• The exercise: Could you give the data below again, exactly and completely?

• Records shown:
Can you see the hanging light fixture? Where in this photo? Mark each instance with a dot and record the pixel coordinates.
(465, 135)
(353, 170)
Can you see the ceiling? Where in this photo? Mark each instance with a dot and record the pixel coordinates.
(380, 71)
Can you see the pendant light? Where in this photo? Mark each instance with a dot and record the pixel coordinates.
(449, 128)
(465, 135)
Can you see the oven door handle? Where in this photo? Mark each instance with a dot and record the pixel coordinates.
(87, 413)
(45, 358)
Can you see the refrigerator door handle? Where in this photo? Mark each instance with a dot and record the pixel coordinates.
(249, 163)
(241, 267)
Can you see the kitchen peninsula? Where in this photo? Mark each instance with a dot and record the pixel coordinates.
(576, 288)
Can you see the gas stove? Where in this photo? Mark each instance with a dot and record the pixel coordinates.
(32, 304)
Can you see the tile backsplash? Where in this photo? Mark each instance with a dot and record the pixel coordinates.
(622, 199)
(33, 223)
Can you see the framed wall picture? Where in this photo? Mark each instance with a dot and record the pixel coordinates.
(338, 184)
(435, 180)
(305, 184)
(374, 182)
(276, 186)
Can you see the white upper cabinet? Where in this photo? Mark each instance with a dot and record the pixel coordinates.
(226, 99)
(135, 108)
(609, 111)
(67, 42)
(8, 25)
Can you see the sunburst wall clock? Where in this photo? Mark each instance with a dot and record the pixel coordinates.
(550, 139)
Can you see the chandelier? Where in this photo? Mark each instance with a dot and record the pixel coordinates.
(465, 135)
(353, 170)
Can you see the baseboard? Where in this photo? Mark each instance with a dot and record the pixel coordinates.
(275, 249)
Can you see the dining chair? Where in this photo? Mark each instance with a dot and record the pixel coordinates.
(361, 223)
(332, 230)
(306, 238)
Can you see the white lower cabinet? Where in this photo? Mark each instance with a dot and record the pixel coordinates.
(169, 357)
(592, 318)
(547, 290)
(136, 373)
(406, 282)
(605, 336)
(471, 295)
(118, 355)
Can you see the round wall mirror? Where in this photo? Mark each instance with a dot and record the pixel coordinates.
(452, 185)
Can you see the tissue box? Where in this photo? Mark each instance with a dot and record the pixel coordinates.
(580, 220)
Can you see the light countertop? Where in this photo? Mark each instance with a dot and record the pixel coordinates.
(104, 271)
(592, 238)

• Solution for this exercise:
Can you see the hanging light fixture? Where in this photo? Mark each instance with a dot and record the pixel coordinates.
(465, 135)
(353, 170)
Can you see the ceiling? Where in this photo? Mark each instance with a dot and record the pixel coordinates.
(380, 71)
Can you see the pendant light? Where in this photo? Mark each instance with a dot and record the pixel coordinates.
(449, 128)
(465, 135)
Can you see the oven door handle? Where in this photo? Mark each instance with a dot and record the pixel coordinates.
(87, 413)
(45, 358)
Can you see the refrigerator door handle? Where in this photo? Mark each instance with a dot and record the pixel coordinates.
(249, 163)
(241, 267)
Can you see the kitchen peninsula? Where in this photo? Mark each instance with a dot and record the pixel coordinates.
(576, 288)
Can you see the gas stove? Where in this photo? Mark each instance with a dot and record the pixel coordinates.
(32, 304)
Can you see the tile backsplash? Where in this photo? Mark each instance with a dot and record the pixel coordinates.
(622, 199)
(33, 223)
Can you see the framed wall picture? Where in this photo? Mark each instance with a dot and record the pixel coordinates.
(338, 184)
(435, 180)
(305, 184)
(374, 182)
(276, 186)
Can you see the white upper cabinet? Where in this photo? Mark each instance with a dot and record the pixel coordinates.
(226, 99)
(135, 108)
(609, 111)
(67, 42)
(8, 25)
Can you see the sunburst wall clock? Where in this photo? Mark each instance with a dot and record the pixel coordinates.
(550, 139)
Can you see the chandelier? Where in this photo? Mark each instance with a dot and record the pixel coordinates.
(465, 135)
(353, 170)
Can you see the baseboard? Where in this photo? Mark each instance with a dot and record the pixel coordinates.
(275, 249)
Can you see the dining chair? Where in this photo? Mark each instance with a dot and record the pixel coordinates.
(361, 223)
(332, 230)
(306, 238)
Can you see the white lower cabinet? Where in this photo? Mark each instance with a dot and record the pixel coordinates.
(169, 357)
(592, 318)
(547, 290)
(136, 373)
(406, 282)
(605, 336)
(471, 295)
(118, 355)
Can you see the round wall mirror? Where in this photo? Mark each instance with a dot and record the pixel coordinates.
(452, 185)
Can you see the tissue box? Where in this photo? Mark each instance with a dot and record the pixel coordinates.
(580, 220)
Can you see the light countertop? Where in this photo? Mark each instance with a dot and record the pixel coordinates.
(104, 271)
(592, 238)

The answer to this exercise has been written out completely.